Challenge => Could you copy the data verbatim, starting at the line that contains "Would you mind pinning the rocky outcrop" and ending with the last line of the data?

+--

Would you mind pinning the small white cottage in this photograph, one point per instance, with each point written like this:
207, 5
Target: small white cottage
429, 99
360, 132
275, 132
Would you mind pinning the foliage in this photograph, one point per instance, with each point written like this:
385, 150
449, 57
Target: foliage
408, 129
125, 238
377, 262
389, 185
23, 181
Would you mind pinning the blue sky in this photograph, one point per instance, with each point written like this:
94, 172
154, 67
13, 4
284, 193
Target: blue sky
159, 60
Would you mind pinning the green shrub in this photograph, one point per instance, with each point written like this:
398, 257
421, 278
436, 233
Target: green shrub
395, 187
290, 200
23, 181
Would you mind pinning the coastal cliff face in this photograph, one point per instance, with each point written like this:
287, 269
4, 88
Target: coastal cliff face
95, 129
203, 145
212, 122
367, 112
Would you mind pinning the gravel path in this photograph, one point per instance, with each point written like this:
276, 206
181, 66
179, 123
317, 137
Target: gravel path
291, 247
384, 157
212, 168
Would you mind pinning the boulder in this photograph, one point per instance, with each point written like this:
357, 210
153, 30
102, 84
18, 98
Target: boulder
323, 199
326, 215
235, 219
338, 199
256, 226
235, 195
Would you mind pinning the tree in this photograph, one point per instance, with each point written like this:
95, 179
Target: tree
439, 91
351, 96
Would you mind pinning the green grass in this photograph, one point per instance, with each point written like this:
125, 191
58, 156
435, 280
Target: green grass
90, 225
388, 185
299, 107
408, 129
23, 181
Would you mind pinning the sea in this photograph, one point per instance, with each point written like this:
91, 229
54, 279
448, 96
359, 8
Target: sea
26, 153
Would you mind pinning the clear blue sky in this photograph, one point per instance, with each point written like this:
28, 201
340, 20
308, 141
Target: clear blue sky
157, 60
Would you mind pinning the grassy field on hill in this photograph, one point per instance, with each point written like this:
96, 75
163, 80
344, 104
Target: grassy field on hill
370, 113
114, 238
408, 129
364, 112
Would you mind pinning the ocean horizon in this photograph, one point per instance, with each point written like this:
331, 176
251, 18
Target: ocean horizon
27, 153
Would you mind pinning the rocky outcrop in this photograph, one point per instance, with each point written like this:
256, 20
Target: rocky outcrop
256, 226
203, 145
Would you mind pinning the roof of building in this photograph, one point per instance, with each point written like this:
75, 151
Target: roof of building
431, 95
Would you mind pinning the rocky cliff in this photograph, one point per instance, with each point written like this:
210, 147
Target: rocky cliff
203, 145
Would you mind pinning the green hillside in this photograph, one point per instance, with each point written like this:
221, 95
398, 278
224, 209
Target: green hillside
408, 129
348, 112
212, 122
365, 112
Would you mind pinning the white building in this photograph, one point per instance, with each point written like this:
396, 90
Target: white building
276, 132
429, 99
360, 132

+--

Reply to the exercise =>
Would you mind pinning the rocky outcrop in this photograph, one point per instance, with each point written like this:
256, 20
Target: rocky outcrop
256, 226
203, 145
Would you mind pinning the roof of building in this photograph, one point per instance, with each point written like this:
75, 151
Target: roof of building
431, 95
Would you mind pinning the rocky cliff in this photograph, one point per instance, with each point written like this:
210, 147
Target: rocky cliff
203, 145
Would you mind pinning the green hillside in this photograph, one point per instance, with each point written like this:
221, 95
398, 278
224, 209
Target: green hillside
408, 129
348, 112
212, 122
365, 112
Would you mind pinning the white building in this photograph, one point per instance, with each point written like this:
396, 90
Target: white building
276, 132
429, 99
360, 132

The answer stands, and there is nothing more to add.